MATERIAL TO PROCESS:

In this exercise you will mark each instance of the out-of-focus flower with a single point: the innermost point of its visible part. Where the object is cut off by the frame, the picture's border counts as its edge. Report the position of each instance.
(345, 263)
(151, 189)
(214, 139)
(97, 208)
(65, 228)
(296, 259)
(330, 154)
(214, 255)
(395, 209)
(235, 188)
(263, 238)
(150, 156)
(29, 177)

PROMPT: Restate the listing in full, word for word.

OUTPUT FOR THIS EXERCISE:
In this exercise you will mark each instance of the out-of-focus flower with a single point: the innermost point of its visible part. Where the object is cut off by the frame, the picture's border counts as its edge. Report the position of each instance.
(345, 263)
(151, 189)
(214, 139)
(97, 208)
(65, 228)
(296, 259)
(330, 154)
(214, 255)
(395, 209)
(235, 188)
(263, 238)
(150, 156)
(29, 177)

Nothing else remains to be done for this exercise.